- _Fragmento citado_
Era insoportable el olor en el lugar. Los zopilotes y los peces muertos hacían irrespirable la zona. Noemí y Regina nunca pudieron acercarse a los restos de la avioneta. Vamos, ni siquiera lograron ver algo. Sólo zopilotes en el aire y en la tierra.
3
18 de abril de 1957. En la Ciudad de México, por Paseo de la Reforma, se encaminaba el cortejo. Lo encabezaban cuarenta motociclistas de tránsito. Y Liliana Cervantes, entonces de veinte años de edad, fue una de las tantas personas que integró la caravana hasta llegar al Panteón Jardín. Llegó cansada, pero volvía a sobreponerse a la tristeza.
—Sí, los pies me respondían porque iba caminando como tonta. La tristeza me hacía olvidar el largo camino —dice ahora.

- _Entradas proporcionadas_
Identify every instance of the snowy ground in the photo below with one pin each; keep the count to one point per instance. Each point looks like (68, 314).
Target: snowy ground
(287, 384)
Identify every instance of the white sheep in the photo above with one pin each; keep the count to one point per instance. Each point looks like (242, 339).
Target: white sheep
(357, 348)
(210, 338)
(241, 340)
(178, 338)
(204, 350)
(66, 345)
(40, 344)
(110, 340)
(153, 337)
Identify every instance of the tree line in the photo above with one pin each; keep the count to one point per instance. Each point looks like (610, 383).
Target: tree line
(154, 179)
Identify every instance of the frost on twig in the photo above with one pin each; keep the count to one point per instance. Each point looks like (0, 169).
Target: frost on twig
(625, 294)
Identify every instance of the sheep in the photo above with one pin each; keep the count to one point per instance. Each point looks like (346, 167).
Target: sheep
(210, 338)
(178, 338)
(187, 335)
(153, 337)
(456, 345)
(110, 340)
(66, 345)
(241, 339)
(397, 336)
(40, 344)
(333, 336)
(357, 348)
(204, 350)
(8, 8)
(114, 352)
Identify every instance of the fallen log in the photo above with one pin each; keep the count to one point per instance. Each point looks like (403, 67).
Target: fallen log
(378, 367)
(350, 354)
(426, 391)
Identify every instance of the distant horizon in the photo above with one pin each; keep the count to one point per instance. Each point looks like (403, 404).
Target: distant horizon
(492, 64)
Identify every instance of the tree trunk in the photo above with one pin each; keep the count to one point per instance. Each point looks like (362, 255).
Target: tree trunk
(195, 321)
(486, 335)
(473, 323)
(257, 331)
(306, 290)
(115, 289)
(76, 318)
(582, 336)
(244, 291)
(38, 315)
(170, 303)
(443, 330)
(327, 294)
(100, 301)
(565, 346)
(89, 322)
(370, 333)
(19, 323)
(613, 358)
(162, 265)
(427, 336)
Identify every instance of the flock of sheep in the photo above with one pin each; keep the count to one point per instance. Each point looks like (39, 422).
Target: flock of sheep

- _Problema por resolver_
Vuelve a escribir el fragmento citado, comenzando en "Era insoportable el" y continuando hasta "camino —dice ahora.", y cambia "tristeza" por "pena".

- _Solución escrita_
Era insoportable el olor en el lugar. Los zopilotes y los peces muertos hacían irrespirable la zona. Noemí y Regina nunca pudieron acercarse a los restos de la avioneta. Vamos, ni siquiera lograron ver algo. Sólo zopilotes en el aire y en la tierra.
3
18 de abril de 1957. En la Ciudad de México, por Paseo de la Reforma, se encaminaba el cortejo. Lo encabezaban cuarenta motociclistas de tránsito. Y Liliana Cervantes, entonces de veinte años de edad, fue una de las tantas personas que integró la caravana hasta llegar al Panteón Jardín. Llegó cansada, pero volvía a sobreponerse a la pena.
—Sí, los pies me respondían porque iba caminando como tonta. La pena me hacía olvidar el largo camino —dice ahora.